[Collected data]
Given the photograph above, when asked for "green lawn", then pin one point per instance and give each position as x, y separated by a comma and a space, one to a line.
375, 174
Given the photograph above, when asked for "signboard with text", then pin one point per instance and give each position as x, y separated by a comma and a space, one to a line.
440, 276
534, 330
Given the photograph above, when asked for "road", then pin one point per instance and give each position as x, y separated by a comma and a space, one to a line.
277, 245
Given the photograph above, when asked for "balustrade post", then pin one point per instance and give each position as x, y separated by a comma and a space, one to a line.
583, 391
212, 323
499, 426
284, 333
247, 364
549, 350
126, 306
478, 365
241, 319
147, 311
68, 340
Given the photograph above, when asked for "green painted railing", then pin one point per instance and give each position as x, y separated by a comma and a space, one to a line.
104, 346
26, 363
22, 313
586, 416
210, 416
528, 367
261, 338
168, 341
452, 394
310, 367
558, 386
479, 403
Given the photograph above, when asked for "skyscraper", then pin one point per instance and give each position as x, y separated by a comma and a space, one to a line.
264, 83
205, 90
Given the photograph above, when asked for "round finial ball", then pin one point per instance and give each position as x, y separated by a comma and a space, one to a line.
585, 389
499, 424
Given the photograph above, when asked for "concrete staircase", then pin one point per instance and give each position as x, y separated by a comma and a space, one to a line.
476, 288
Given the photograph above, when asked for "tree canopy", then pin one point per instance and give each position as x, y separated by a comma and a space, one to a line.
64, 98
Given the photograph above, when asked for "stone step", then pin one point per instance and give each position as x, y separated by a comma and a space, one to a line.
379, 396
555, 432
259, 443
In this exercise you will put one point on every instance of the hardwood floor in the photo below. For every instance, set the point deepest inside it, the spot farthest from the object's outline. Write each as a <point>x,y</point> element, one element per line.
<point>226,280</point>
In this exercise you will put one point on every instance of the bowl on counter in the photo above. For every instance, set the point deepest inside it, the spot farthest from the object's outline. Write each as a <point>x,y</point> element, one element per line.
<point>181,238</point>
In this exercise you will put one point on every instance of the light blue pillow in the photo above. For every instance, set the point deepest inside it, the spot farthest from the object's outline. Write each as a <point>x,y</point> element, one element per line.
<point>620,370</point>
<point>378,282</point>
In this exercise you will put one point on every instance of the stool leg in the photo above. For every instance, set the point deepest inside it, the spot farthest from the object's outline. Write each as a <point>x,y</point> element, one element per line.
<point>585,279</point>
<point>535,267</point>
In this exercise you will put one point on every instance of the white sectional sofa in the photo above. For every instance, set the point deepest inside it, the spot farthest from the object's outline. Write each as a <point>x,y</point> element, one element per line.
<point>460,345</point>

TASK STATEMENT »
Every entry above must be returned word for word.

OUTPUT FOR THIS TASK »
Given the photograph above, when asked for "green lawn", then pin one point per instance and give each position as x, y separated by a comma and a space, one to a line.
375, 174
Given the photograph above, when asked for "signboard with text", then pin one point per instance and give each position as x, y separated by a comma and a space, one to a line.
440, 276
534, 330
Given the photograph above, when asked for "road", then pin one point per instance and give each position as x, y separated by a comma and a space, one to a line.
277, 245
Given the photograph above, when asked for "balustrade post", then pin one point per instance and give each position as x, y separated by a comma and a space, one to a line.
583, 391
212, 323
499, 426
284, 333
247, 364
549, 350
126, 306
478, 365
241, 319
147, 311
68, 340
Given the photograph above, when asked for "green painted railing", then pin one point per instance and give each position as x, y separated by a comma and a space, one to a line.
104, 346
26, 363
22, 313
586, 416
210, 416
528, 367
261, 338
168, 341
452, 394
310, 367
558, 386
479, 403
Given the photograph above, when asked for "skyscraper", then pin one point per instance and give each position as x, y separated by a comma and a space, one to a line.
264, 83
205, 90
Given the photograph above, when asked for "round finial ball", then pin one point per instance and give each position as x, y separated by a comma and a space, one to a line.
585, 389
499, 424
Given the photograph above, when asked for "concrete staircase", then pin one point per instance and give each position as x, y separated by a comma and a space, one to a line.
476, 288
Given the photograph above, when asked for "tree canopy", then pin one point per instance and give each position as x, y separated by a comma and a space, one to a line.
64, 98
Given the photograph above, when asked for "stone step", then pin one point per instance and give each position as x, y separated by a comma and a space, one to a line.
379, 396
555, 432
259, 443
In this exercise you will put one point on every instance of the hardwood floor in the photo below. For every instance, set the point deepest inside it, the spot farthest from the object's outline. Write each as a <point>x,y</point> element, one element per line.
<point>226,280</point>
In this exercise you will put one point on every instance of the bowl on counter in the photo above. For every instance, set the point deepest inside it, the spot farthest from the object's outline. Write each as a <point>x,y</point> element, one element per line.
<point>181,238</point>
In this exercise you will put one point on every instance of the light blue pillow in the photo above. For every instance, set the point deepest inside it, the spot farthest from the object's outline. Write each as a <point>x,y</point> element, one element per line.
<point>620,370</point>
<point>378,282</point>
In this exercise you will put one point on every instance of the stool leg in the photo above. For every instance, set the point deepest inside it, the spot farthest from the object's outline. Write each as a <point>x,y</point> element, one element per line.
<point>585,279</point>
<point>535,267</point>
In this exercise you will put one point on every instance of the white sectional sofa in the photo above. For every instance, set the point deepest inside it, the spot farthest from the object's outline. Write each as a <point>x,y</point> element, one element per line.
<point>460,345</point>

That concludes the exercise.